WHAT TO DO
Every record must be transcribed in its entirety, apart from the images, which are to be omitted.

RECORDS FOR THE TASK
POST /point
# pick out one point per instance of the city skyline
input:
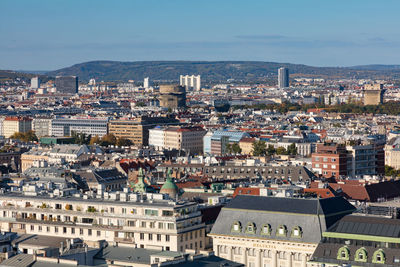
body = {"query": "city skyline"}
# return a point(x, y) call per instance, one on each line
point(49, 35)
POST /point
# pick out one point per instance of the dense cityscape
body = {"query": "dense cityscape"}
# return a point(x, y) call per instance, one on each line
point(199, 133)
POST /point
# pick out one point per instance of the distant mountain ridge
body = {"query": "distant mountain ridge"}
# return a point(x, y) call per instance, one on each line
point(216, 70)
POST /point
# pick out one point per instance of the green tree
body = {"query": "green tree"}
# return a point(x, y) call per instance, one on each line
point(95, 140)
point(28, 136)
point(236, 148)
point(281, 151)
point(292, 149)
point(123, 142)
point(108, 139)
point(259, 148)
point(271, 150)
point(81, 138)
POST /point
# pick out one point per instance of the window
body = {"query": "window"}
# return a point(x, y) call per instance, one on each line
point(281, 231)
point(343, 253)
point(296, 232)
point(361, 255)
point(149, 212)
point(379, 257)
point(266, 229)
point(251, 228)
point(236, 227)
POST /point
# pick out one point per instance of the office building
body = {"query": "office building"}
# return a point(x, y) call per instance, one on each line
point(172, 96)
point(146, 82)
point(283, 77)
point(188, 139)
point(330, 160)
point(64, 126)
point(148, 221)
point(12, 125)
point(137, 130)
point(35, 83)
point(41, 126)
point(272, 231)
point(373, 94)
point(360, 241)
point(190, 82)
point(67, 84)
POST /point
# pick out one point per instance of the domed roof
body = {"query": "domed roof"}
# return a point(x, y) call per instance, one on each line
point(169, 187)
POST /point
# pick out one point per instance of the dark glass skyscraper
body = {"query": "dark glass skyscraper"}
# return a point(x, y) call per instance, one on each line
point(67, 84)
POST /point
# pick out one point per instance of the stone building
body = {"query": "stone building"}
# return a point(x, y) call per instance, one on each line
point(276, 232)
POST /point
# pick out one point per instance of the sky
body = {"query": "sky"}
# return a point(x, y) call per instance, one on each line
point(52, 34)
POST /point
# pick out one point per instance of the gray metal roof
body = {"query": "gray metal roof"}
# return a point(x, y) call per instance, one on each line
point(312, 216)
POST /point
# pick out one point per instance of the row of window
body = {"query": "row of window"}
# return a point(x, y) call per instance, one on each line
point(266, 229)
point(361, 255)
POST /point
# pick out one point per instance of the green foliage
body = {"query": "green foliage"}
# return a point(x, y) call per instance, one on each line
point(271, 150)
point(233, 148)
point(123, 142)
point(259, 148)
point(292, 150)
point(29, 136)
point(390, 171)
point(81, 138)
point(281, 151)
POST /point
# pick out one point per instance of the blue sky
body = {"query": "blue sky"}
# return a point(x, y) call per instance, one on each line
point(51, 34)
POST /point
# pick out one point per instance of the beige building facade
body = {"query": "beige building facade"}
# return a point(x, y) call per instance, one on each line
point(12, 125)
point(126, 218)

WRITTEN ANSWER
POST /point
# pick out one point per instance of the city skyline
input:
body = {"query": "city skyline"}
# return a point(x, y) call per instance, one on each line
point(49, 35)
POST /point
# pick out one point per instance of the dense cityscape
body = {"query": "dense cityscape"}
# return a point(x, y) call per instance, one on each line
point(199, 133)
POST /point
# pick out one point per instance of the distant mountain ridge
body = {"query": "distant mountain ridge"}
# return a point(x, y) call per instance, one on each line
point(216, 70)
POST /point
# pick out one point per instance of the green tree
body = {"query": "green tree"}
# return a point(x, y) call per instance, one on each line
point(95, 140)
point(28, 136)
point(236, 148)
point(281, 151)
point(292, 149)
point(123, 142)
point(108, 139)
point(259, 148)
point(271, 150)
point(81, 138)
POST /point
# pick out one point per instance of the window
body = {"query": "window"}
# return a point(x, y) call per instance, one on each line
point(281, 231)
point(343, 253)
point(296, 232)
point(361, 255)
point(149, 212)
point(379, 257)
point(266, 229)
point(251, 228)
point(236, 227)
POST /point
# pick out one point per instance of the office building
body = {"query": "office building"}
# return a point(x, y) call per instance, one on each line
point(172, 96)
point(146, 82)
point(283, 77)
point(188, 139)
point(330, 160)
point(64, 126)
point(148, 221)
point(12, 125)
point(137, 130)
point(35, 83)
point(41, 126)
point(272, 231)
point(373, 94)
point(360, 241)
point(190, 82)
point(67, 84)
POST /point
# pick out one point per instance of the domed roof
body = {"query": "domed roof"}
# return a point(x, y) call per instance, one on each line
point(169, 187)
POST /point
# pick out one point per instance of the dark glass skyscraper
body = {"query": "dark glass skyscraper"}
# return a point(x, y) call per instance, one on each line
point(67, 84)
POST /point
# pick out one point per instance of the stone building
body = {"query": "stone building"}
# return a point(x, y) call per instance, one on each line
point(276, 232)
POST /point
# pick out one point per instance of the sky
body = {"query": "sky"}
# return a point(x, y) call per instance, one on each line
point(52, 34)
POST /point
# pick out one point per instance of the gray metal roof
body = {"query": "gray metal roof"}
# return a point(x, y) call per instance, one on each line
point(312, 216)
POST /point
# pick out one point per instance of the row of window
body = {"query": "row of window"}
# return a point(x, y) call per instance, one on each line
point(266, 229)
point(361, 255)
POST /point
# pick out one point per instance of the green foliage
body = {"query": "green foliage"}
# return a point(x, y) call per instance, one on each line
point(271, 150)
point(233, 148)
point(123, 142)
point(259, 148)
point(292, 150)
point(29, 136)
point(390, 171)
point(81, 138)
point(281, 151)
POST /point
# pick out one point per instance of the blue sky
body = {"query": "blue sky"}
# return a point(x, y) call per instance, one on each line
point(51, 34)
POST /point
# pick out one point per instance of the beige building facade
body = {"query": "beige building facade"}
# return a point(x, y) call per instance, one on each line
point(12, 125)
point(126, 218)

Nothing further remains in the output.